● Provided information:
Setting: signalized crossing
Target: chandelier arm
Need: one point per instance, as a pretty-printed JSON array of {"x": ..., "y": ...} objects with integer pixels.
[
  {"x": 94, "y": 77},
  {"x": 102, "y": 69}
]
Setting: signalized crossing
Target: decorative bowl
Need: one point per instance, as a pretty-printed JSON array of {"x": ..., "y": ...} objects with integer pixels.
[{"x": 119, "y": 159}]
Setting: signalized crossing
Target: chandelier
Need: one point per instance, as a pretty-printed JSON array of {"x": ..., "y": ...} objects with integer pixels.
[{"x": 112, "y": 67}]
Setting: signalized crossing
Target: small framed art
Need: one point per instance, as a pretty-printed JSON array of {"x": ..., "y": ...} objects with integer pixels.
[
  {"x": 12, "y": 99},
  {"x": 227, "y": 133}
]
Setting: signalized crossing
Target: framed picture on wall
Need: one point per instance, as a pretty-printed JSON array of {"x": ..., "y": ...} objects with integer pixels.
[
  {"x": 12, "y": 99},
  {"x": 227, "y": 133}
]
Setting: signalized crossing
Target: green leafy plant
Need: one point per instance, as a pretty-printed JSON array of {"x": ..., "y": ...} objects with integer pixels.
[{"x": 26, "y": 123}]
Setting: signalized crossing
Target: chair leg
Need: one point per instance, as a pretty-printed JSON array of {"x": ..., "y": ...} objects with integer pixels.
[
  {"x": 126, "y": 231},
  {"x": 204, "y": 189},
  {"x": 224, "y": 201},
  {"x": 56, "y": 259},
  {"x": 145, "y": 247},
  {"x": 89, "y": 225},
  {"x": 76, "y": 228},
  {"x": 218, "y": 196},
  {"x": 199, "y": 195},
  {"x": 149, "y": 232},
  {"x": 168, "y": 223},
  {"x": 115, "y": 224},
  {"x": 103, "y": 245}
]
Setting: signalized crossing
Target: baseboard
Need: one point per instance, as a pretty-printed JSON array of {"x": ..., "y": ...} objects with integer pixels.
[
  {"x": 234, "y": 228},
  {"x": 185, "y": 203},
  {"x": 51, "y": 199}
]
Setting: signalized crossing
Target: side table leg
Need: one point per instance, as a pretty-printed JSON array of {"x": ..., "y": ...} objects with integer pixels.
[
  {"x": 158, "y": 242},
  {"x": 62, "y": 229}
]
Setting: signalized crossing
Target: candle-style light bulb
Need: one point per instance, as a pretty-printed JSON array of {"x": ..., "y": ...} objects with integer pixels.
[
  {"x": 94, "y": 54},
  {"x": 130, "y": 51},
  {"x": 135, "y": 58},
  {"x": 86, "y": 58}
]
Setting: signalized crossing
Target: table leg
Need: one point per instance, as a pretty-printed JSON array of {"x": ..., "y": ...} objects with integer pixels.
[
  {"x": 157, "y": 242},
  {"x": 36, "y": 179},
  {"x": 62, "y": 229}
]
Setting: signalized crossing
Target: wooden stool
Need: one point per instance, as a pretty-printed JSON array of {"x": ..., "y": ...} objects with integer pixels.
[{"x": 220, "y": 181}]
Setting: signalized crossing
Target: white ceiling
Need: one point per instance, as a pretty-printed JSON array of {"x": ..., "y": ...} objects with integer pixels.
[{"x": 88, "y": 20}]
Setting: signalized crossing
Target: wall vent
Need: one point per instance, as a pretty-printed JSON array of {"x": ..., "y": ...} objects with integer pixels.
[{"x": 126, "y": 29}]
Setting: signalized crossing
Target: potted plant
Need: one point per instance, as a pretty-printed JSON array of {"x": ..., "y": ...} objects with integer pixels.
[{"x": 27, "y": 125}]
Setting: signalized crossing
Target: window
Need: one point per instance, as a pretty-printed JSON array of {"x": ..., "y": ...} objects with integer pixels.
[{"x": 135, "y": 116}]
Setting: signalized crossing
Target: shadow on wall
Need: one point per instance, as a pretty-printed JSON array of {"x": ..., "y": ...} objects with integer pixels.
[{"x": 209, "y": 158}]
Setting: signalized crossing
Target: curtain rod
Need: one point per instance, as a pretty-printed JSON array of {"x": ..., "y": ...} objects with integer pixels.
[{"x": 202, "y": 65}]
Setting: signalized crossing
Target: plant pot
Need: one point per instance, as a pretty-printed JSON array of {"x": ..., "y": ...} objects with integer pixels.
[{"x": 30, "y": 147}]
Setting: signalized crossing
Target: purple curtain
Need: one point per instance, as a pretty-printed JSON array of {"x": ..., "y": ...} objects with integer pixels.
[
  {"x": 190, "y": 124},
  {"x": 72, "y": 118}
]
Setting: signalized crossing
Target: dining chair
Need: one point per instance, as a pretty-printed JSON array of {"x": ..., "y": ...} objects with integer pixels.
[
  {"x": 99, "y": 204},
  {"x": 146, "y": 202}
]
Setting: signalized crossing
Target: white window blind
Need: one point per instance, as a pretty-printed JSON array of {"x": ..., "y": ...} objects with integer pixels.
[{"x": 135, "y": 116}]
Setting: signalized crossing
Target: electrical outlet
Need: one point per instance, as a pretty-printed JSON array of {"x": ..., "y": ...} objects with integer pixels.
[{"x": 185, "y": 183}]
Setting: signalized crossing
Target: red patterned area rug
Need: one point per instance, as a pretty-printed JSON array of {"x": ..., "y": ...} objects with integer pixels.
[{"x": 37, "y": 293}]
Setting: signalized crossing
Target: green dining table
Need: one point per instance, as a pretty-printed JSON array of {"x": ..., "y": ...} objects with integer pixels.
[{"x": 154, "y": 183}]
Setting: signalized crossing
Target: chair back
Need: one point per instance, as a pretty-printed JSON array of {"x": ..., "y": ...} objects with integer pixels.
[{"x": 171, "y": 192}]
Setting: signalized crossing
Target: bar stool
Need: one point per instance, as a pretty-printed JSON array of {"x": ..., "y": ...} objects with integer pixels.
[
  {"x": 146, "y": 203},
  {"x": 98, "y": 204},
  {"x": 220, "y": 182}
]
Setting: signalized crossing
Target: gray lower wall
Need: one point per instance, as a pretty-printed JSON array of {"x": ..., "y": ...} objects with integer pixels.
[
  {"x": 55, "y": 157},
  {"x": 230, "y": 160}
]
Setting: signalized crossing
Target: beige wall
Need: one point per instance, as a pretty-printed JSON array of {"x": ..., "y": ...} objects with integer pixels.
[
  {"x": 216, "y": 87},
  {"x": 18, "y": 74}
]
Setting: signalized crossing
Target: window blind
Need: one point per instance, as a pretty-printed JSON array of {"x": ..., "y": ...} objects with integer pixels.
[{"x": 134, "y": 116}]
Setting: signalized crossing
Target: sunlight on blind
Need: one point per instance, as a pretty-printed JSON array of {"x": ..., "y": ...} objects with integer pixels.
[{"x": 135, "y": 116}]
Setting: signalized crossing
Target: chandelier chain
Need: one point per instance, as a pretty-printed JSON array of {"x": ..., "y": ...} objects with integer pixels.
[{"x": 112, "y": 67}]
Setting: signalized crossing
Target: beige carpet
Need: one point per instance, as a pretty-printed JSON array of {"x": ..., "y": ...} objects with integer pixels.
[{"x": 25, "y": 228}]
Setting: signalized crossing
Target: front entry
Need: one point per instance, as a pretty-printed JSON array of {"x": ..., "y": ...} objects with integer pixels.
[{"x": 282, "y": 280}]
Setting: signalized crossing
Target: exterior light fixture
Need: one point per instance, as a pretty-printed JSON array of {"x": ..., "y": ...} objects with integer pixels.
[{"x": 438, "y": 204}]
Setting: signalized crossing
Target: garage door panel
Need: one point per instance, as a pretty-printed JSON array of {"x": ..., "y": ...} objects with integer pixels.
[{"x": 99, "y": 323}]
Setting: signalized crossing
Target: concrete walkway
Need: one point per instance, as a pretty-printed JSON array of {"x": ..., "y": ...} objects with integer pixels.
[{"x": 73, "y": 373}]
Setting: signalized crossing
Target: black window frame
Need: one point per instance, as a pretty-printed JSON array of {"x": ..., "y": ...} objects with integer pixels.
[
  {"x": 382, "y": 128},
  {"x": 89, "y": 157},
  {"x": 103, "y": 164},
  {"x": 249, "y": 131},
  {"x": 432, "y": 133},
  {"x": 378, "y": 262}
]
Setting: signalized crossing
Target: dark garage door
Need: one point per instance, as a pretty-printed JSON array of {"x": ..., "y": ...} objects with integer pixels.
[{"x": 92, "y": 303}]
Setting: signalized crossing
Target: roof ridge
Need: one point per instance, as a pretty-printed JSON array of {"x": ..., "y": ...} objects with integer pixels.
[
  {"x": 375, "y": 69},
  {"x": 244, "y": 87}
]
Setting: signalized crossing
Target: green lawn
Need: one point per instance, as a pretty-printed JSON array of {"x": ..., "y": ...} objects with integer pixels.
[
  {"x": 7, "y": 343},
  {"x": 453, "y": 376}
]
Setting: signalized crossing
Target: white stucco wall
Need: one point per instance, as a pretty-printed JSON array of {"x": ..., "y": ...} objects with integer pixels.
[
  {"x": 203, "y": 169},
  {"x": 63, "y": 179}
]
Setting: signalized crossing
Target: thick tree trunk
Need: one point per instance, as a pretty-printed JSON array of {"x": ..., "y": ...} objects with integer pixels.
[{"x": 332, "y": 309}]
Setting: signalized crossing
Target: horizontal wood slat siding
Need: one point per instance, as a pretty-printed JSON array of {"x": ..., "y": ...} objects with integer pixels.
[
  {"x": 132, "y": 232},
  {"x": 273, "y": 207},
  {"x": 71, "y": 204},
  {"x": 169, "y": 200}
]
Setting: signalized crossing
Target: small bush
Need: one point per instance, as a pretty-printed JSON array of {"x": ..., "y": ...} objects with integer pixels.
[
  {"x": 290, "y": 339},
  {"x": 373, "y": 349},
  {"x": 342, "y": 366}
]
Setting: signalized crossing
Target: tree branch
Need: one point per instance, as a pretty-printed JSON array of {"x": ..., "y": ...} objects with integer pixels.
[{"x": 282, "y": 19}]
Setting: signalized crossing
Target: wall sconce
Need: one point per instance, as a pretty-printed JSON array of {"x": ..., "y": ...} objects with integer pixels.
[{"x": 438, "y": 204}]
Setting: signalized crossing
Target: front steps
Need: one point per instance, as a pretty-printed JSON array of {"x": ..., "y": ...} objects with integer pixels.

● Task directions: List every line above that contains the word "framed".

● Solution for this problem:
Target: small framed art
Target: framed picture on wall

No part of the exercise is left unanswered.